___ Exercise material ___

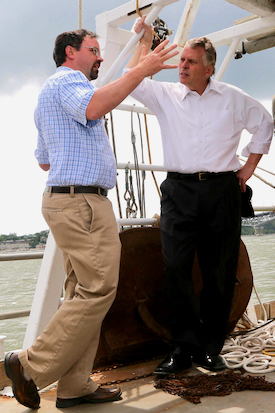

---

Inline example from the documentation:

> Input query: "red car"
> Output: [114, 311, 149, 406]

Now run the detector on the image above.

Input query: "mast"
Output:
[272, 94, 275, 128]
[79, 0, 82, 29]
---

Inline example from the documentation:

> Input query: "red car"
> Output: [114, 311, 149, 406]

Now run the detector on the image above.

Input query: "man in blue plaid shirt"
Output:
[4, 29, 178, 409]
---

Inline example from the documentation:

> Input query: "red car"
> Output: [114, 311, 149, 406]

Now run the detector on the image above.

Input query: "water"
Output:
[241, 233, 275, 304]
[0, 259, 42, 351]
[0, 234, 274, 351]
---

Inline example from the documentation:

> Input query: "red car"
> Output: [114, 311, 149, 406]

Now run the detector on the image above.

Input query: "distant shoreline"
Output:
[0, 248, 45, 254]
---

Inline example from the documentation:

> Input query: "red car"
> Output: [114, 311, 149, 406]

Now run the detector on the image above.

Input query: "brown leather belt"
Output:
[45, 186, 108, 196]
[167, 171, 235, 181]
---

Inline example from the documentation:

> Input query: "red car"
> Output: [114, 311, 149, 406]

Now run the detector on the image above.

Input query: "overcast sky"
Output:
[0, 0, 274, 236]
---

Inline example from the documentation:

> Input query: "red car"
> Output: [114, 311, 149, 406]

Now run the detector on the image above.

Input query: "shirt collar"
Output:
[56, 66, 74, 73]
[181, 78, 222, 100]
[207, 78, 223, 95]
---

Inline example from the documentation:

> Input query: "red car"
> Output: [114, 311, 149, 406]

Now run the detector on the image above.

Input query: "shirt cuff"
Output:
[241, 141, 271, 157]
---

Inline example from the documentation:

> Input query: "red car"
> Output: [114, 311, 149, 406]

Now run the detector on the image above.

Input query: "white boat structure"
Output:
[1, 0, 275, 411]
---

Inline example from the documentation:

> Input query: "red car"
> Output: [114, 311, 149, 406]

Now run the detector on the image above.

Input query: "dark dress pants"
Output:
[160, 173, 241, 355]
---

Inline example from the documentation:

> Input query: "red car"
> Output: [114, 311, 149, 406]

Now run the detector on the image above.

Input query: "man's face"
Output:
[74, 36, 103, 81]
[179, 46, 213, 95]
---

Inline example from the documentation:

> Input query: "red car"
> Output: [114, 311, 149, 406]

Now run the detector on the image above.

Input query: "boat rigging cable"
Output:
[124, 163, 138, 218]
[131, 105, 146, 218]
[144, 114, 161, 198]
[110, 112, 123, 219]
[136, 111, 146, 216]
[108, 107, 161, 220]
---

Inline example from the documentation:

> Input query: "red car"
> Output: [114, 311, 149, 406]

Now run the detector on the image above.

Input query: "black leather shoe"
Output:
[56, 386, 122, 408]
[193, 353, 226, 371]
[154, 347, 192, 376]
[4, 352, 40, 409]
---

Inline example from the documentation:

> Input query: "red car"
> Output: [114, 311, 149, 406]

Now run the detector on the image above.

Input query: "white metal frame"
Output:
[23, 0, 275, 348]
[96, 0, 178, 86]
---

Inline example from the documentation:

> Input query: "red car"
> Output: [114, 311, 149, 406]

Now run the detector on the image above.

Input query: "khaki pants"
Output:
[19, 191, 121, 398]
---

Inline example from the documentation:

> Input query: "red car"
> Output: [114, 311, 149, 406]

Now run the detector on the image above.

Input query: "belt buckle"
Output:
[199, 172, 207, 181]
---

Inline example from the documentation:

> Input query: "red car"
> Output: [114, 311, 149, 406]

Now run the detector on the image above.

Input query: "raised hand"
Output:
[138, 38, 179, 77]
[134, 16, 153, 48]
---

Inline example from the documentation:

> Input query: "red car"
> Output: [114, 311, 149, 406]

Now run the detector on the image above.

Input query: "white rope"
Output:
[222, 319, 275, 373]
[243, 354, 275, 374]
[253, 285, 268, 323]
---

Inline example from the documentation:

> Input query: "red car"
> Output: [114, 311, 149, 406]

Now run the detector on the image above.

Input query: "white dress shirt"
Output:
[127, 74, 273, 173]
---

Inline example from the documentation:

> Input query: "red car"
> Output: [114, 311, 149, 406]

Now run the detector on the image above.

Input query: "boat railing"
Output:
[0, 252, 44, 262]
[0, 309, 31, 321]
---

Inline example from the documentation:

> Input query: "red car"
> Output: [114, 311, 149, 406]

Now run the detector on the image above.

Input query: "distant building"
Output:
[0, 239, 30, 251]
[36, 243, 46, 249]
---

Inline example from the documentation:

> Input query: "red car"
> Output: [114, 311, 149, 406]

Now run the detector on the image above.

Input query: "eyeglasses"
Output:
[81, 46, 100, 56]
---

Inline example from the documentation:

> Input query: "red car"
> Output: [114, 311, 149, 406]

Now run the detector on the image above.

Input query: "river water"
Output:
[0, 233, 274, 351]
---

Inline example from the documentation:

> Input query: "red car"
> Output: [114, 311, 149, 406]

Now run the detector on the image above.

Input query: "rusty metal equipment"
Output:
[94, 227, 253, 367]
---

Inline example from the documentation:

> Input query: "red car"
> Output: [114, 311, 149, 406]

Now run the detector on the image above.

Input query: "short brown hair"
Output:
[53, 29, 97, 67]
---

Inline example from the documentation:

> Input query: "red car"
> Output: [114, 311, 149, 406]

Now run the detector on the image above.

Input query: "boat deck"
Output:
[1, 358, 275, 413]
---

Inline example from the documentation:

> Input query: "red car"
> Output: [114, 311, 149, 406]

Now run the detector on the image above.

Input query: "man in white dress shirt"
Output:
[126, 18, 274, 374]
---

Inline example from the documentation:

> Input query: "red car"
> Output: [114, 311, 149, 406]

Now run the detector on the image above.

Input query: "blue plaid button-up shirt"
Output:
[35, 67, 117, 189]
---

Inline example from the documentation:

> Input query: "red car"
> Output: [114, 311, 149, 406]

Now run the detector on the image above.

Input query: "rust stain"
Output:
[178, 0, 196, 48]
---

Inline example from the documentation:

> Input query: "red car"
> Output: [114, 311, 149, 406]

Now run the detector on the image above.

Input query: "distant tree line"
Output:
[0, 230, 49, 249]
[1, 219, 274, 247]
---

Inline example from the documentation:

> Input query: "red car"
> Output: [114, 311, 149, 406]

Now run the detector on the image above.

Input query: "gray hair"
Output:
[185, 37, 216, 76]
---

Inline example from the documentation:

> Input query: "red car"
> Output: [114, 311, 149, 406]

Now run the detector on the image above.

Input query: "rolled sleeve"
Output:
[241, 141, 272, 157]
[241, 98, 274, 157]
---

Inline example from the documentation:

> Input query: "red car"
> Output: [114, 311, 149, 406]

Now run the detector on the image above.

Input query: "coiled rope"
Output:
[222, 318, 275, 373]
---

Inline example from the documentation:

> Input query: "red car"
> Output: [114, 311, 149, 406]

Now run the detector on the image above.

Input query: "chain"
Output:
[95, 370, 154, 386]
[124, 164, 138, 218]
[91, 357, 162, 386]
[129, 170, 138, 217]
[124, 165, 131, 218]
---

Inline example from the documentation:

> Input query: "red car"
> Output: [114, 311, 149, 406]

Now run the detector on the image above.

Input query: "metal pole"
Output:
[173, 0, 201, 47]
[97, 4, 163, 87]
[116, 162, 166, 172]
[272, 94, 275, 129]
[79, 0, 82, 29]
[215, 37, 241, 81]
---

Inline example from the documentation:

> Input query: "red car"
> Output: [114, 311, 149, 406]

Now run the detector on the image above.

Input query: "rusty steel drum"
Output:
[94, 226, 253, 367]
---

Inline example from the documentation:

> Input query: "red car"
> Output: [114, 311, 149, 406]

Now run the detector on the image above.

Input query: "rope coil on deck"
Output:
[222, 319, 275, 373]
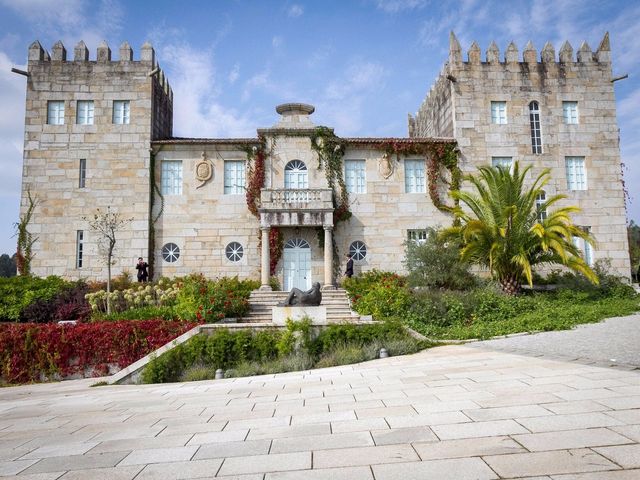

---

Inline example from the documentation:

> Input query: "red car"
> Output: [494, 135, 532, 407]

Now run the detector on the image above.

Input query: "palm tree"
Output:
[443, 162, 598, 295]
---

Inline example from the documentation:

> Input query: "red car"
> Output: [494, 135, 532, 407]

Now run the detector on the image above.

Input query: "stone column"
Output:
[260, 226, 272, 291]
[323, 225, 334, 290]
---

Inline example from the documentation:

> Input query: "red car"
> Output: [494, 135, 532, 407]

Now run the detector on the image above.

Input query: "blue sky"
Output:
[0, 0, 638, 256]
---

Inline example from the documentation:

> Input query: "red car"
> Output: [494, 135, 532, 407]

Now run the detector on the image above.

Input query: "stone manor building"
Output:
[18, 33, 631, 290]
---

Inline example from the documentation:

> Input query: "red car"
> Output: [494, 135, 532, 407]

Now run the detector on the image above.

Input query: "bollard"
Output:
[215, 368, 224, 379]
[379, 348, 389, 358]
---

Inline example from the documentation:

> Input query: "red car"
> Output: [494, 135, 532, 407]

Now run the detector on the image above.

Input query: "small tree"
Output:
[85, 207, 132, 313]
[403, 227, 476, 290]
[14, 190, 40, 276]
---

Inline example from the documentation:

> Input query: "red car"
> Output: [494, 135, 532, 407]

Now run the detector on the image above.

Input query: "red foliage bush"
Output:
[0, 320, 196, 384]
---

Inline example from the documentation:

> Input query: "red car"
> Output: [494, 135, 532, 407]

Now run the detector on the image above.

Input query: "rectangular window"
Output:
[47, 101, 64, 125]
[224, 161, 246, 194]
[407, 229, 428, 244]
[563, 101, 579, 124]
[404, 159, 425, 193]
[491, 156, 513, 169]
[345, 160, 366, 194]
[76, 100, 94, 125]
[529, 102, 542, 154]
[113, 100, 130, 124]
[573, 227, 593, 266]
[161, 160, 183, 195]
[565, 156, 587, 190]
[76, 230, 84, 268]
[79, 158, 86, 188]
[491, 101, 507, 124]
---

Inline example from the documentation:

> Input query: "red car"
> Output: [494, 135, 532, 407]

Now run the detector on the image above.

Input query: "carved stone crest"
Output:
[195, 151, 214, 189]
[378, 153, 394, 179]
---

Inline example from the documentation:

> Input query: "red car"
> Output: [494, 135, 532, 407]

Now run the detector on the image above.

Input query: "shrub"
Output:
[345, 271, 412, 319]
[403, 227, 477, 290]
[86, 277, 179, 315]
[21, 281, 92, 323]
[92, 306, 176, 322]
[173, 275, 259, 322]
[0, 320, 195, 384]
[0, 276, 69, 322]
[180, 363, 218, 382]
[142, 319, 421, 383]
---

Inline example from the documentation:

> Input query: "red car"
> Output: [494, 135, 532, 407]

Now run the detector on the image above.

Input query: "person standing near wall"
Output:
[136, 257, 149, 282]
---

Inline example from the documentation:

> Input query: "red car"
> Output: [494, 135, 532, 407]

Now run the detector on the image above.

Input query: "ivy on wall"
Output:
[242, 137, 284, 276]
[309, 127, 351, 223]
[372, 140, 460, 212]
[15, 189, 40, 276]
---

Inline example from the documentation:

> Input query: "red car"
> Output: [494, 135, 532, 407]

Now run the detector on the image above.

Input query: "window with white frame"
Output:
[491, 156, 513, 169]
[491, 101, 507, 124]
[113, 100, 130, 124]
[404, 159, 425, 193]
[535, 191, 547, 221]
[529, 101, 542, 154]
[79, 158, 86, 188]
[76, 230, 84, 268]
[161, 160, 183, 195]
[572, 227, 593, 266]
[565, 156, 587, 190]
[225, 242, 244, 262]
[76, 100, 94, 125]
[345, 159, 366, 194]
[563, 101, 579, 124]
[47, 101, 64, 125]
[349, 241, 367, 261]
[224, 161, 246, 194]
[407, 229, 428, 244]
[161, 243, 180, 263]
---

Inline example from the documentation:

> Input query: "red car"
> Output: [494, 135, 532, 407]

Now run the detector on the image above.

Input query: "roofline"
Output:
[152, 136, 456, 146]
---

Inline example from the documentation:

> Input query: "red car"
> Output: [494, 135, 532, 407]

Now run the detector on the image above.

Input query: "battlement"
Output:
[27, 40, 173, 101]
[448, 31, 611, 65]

___
___ Exercise material ___

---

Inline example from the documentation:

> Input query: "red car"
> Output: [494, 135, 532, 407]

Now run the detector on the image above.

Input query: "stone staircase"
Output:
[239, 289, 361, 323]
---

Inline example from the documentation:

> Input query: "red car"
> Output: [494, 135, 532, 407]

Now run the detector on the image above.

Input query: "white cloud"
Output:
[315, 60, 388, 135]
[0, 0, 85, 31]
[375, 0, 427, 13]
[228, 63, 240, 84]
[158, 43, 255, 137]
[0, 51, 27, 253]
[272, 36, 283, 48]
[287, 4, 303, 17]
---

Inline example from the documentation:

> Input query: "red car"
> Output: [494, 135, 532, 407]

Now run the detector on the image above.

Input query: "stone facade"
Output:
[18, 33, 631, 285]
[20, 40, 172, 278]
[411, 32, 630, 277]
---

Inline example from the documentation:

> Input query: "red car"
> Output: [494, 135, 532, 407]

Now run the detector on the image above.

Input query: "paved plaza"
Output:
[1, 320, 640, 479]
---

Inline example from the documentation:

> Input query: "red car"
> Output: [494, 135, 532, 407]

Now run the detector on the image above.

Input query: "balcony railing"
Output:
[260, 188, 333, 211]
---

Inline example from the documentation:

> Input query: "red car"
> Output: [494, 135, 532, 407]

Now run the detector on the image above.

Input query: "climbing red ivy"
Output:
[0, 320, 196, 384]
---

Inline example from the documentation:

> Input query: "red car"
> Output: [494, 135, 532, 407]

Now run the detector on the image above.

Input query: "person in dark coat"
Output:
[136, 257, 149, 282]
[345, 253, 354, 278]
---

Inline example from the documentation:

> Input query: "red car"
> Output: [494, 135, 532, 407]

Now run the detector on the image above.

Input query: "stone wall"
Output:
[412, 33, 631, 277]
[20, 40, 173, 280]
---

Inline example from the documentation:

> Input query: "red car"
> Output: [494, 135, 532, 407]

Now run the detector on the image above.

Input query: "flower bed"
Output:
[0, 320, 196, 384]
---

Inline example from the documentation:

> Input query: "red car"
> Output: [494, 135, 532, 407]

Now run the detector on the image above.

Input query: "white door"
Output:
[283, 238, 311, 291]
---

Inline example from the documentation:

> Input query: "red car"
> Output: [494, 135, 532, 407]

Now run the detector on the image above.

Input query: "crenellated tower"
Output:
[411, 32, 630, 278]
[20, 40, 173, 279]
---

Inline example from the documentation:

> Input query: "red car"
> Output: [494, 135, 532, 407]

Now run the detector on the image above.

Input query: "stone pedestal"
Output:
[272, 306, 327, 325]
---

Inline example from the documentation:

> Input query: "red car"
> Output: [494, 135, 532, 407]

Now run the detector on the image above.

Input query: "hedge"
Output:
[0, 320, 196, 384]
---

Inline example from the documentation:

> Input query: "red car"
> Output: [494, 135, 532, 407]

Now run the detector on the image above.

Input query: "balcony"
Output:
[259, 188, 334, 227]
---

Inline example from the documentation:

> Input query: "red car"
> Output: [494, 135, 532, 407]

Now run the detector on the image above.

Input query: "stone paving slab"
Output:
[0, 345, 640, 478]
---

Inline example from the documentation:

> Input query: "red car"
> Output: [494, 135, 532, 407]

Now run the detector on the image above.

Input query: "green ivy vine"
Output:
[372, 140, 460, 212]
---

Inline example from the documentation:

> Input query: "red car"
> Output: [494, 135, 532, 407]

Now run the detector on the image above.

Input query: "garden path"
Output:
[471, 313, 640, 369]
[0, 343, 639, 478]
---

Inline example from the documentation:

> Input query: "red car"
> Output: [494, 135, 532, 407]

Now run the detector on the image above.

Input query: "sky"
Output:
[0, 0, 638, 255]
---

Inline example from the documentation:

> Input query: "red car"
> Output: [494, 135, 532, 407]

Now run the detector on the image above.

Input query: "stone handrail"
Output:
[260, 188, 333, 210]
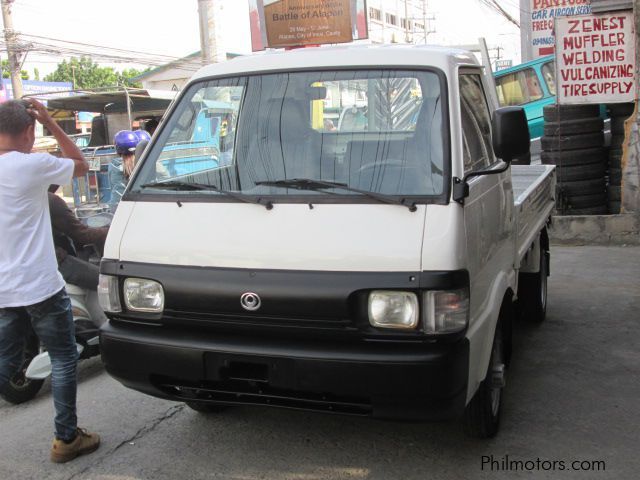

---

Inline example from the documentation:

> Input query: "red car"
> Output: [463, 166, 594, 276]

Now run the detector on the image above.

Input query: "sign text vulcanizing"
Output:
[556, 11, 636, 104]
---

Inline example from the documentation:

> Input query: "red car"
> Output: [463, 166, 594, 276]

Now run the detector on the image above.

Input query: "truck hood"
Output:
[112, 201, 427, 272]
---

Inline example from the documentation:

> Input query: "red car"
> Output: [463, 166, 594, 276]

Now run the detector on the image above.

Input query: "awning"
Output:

___
___ Exercise material ___

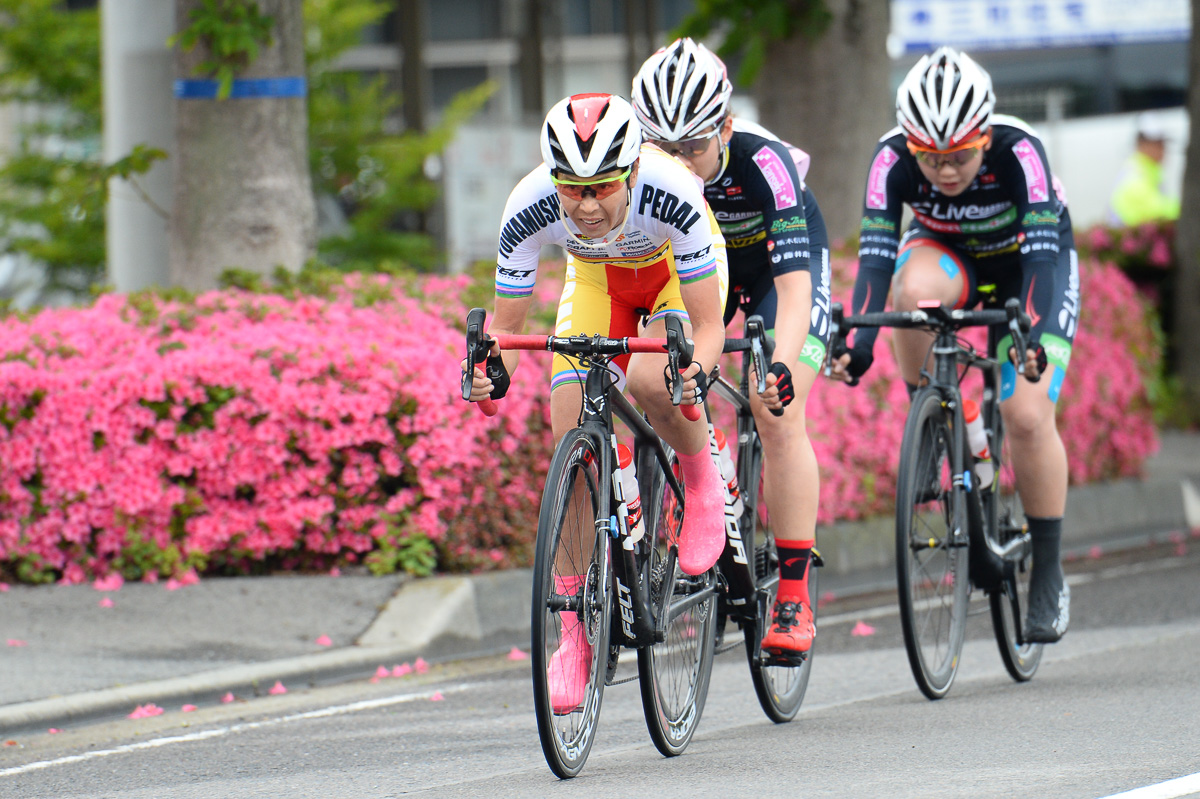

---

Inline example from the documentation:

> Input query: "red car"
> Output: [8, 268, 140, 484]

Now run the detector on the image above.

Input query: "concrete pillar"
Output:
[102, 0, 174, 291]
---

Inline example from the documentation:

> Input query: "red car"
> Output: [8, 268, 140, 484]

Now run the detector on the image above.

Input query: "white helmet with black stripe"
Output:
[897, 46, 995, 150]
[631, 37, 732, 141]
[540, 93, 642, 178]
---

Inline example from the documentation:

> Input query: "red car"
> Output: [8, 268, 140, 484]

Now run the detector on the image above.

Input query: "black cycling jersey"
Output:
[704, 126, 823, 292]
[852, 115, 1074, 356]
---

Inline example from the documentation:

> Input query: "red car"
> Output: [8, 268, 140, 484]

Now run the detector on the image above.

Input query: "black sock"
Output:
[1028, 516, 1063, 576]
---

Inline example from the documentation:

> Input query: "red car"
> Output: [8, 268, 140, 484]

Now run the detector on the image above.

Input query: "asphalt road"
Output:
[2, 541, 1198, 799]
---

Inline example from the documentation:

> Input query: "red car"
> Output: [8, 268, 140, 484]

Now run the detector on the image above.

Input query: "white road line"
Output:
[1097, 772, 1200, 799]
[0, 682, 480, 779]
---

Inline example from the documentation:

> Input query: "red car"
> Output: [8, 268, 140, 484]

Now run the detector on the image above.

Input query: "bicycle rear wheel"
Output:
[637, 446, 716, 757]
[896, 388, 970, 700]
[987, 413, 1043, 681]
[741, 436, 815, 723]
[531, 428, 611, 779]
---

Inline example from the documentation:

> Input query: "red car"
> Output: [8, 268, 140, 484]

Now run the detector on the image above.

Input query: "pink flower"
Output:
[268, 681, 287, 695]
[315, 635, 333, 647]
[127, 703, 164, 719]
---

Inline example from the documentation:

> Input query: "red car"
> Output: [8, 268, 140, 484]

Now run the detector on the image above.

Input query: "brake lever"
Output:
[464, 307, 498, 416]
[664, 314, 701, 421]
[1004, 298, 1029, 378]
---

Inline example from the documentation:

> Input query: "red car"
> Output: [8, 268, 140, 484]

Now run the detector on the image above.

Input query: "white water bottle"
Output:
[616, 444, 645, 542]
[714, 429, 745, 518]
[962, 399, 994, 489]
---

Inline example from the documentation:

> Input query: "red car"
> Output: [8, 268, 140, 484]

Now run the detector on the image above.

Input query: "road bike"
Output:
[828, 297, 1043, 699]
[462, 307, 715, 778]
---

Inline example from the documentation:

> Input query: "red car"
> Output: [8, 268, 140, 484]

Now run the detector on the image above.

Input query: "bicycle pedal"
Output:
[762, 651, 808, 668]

___

=== Task item ===
The word "dress" may appear in several lines of the data; copy every line where it does.

=== Answer to this problem ===
Input query: "dark dress pants"
Input query: "white dress shirt"
Input query: "man in white dress shirt"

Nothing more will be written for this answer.